• _Aim_:
Render all of the material below as a Markdown table with the columns Row and Line, giving each non-blank line its own numbered row and leaving out blank lines.
::::
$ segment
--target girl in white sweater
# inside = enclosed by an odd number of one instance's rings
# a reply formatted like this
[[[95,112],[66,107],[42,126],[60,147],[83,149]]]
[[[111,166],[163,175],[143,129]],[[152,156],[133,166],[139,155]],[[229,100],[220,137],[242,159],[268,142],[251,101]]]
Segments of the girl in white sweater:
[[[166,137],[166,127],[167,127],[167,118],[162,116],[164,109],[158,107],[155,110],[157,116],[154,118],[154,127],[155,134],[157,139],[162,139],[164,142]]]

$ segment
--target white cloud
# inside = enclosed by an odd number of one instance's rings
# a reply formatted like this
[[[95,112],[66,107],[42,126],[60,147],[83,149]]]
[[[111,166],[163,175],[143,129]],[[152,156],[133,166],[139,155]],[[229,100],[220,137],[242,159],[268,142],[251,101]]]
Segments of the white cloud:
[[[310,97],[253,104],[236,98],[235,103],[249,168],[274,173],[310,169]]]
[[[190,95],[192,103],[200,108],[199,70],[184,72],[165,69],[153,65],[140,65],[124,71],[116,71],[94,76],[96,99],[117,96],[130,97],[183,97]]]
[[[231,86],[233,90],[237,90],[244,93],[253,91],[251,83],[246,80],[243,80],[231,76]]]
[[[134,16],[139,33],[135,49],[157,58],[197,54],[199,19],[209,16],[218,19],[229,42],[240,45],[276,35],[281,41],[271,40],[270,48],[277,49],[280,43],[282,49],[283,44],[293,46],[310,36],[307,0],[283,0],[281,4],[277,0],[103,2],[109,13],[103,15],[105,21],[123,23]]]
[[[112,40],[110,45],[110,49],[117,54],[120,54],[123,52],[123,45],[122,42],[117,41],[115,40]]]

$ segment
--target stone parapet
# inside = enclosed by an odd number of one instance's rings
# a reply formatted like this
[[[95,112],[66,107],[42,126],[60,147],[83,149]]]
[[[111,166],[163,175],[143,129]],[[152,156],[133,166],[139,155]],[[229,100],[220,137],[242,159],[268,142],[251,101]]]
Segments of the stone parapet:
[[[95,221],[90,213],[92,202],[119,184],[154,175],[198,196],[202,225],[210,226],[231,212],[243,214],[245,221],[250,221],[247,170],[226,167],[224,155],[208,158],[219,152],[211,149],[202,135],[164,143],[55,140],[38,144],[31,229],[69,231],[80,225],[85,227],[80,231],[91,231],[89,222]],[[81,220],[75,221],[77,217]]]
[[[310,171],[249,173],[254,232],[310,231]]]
::::
• _Output of the exercise_:
| Row | Line |
|---|---|
| 1 | $ segment |
| 2 | --target girl in white sweater |
| 3 | # inside = enclosed by an odd number of one instance's rings |
| 4 | # a reply formatted like this |
| 5 | [[[95,112],[66,107],[42,126],[60,147],[83,149]]] |
| 6 | [[[111,166],[163,175],[143,129]],[[152,156],[133,166],[139,155]],[[229,100],[220,137],[242,159],[268,142],[251,101]]] |
| 7 | Segments of the girl in white sweater: |
| 8 | [[[166,137],[166,127],[167,127],[167,118],[162,116],[164,109],[158,107],[155,110],[157,116],[154,118],[154,127],[155,134],[157,139],[162,139],[164,142]]] |
| 9 | $ segment |
| 10 | --target white cloud |
| 11 | # inside = enclosed by an odd number of one instance's rings |
| 12 | # a reply formatted like this |
| 13 | [[[95,112],[66,107],[42,126],[60,147],[83,149]]] |
| 14 | [[[111,166],[163,175],[143,129]],[[152,156],[133,166],[139,155]],[[229,100],[220,137],[242,159],[268,142],[251,101]]] |
| 15 | Segments of the white cloud: |
| 16 | [[[310,97],[253,104],[236,98],[235,103],[249,168],[274,173],[310,169]]] |
| 17 | [[[190,95],[192,103],[200,108],[199,70],[184,72],[165,69],[153,65],[140,65],[124,71],[116,71],[94,76],[96,99],[117,96],[130,97],[183,97]]] |
| 18 | [[[231,86],[233,90],[237,90],[244,93],[253,91],[251,83],[246,80],[243,80],[231,76]]] |
| 19 | [[[134,16],[139,33],[135,49],[157,58],[197,54],[199,19],[209,16],[218,19],[229,42],[240,45],[276,35],[281,41],[271,40],[270,48],[277,49],[280,43],[282,49],[283,44],[293,46],[310,36],[307,0],[283,0],[281,4],[277,0],[103,2],[109,13],[103,15],[105,21],[123,23]]] |
| 20 | [[[112,40],[110,45],[110,49],[117,54],[120,54],[123,52],[123,45],[122,42],[117,41],[115,40]]] |
| 21 | $ segment |
| 22 | --target stone parapet |
| 23 | # inside = enclosed by an odd number of one instance's rings |
| 24 | # a reply formatted like this |
| 25 | [[[95,112],[66,107],[42,126],[60,147],[83,149]]] |
| 26 | [[[111,166],[163,175],[143,129]],[[152,156],[133,166],[139,155]],[[229,100],[220,137],[242,159],[268,142],[251,101]]] |
| 27 | Segments of the stone parapet: |
| 28 | [[[95,221],[90,213],[92,202],[119,184],[154,175],[198,196],[202,225],[210,226],[231,212],[243,214],[245,221],[250,221],[247,170],[226,167],[224,155],[208,158],[219,152],[211,149],[202,135],[164,143],[55,140],[38,144],[31,229],[69,231],[80,225],[85,227],[80,231],[91,231],[89,222]],[[81,220],[75,221],[77,217]]] |
| 29 | [[[310,171],[249,173],[254,232],[310,231]]] |